What the task asks:
In the records below, begin at the line that has "Target: marble fireplace" and stop after the line that has "Target: decorative cushion"; quote those lines verbatim and nothing more.

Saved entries
>>>>>
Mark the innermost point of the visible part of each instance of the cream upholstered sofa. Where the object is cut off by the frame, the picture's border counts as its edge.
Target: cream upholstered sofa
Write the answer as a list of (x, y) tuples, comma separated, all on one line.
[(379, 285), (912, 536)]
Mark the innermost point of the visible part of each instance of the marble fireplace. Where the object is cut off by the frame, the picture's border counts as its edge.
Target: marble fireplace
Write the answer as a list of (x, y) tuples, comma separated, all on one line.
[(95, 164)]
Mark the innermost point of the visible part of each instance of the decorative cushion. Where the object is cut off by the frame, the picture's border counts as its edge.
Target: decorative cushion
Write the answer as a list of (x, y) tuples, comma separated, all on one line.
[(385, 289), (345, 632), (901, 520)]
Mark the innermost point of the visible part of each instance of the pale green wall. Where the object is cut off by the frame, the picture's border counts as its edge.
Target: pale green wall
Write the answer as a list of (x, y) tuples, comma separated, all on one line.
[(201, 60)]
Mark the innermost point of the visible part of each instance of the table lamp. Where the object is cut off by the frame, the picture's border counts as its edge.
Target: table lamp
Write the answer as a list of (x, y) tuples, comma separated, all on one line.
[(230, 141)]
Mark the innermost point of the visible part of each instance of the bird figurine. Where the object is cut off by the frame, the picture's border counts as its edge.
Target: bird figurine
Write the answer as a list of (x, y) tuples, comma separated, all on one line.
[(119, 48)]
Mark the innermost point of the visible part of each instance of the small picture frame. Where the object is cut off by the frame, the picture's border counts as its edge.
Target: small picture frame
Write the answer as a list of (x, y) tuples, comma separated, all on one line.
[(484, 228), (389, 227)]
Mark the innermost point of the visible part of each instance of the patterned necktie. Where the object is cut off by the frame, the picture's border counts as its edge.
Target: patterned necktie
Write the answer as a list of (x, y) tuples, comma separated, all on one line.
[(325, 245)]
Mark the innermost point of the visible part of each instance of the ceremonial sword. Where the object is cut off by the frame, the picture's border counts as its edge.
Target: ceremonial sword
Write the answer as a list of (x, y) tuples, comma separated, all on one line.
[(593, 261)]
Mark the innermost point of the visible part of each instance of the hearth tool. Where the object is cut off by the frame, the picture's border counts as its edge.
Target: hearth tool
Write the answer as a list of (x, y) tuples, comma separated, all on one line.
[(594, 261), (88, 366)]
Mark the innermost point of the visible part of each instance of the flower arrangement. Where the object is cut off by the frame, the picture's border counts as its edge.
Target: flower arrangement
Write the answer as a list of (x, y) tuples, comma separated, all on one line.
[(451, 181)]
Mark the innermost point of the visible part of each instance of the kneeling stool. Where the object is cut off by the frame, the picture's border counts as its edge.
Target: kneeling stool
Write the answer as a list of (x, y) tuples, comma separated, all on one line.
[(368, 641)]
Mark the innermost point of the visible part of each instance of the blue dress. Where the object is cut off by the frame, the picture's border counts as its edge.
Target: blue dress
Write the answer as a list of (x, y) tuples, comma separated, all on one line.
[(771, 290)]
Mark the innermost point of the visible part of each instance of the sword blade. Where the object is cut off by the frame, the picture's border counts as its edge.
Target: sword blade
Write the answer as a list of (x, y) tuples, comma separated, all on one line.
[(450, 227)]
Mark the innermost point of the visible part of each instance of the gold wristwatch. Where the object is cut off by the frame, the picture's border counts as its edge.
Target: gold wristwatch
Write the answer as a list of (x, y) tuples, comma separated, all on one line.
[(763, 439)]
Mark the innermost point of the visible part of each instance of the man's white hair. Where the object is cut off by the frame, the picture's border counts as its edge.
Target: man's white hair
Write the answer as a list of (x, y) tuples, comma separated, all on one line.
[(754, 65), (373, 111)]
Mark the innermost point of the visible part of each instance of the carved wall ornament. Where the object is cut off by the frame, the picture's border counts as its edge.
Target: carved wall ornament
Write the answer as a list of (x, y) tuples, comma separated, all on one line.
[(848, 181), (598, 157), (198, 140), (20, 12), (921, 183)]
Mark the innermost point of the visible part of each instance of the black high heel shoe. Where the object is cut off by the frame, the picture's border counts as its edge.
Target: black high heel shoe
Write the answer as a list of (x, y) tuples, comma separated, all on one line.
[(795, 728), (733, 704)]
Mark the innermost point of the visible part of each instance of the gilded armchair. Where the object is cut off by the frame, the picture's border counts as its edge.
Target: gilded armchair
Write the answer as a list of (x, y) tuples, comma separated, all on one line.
<<<<<
Exercise answer:
Target: marble fireplace
Write the answer as a list of (x, y) tuples, comma separated, all on one line.
[(95, 164)]
Mark the innermost point of the visible part of each instance of the decorative cushion. Where the object is cut off by the frame, the picture's border counts as its edge.
Target: decorative cushion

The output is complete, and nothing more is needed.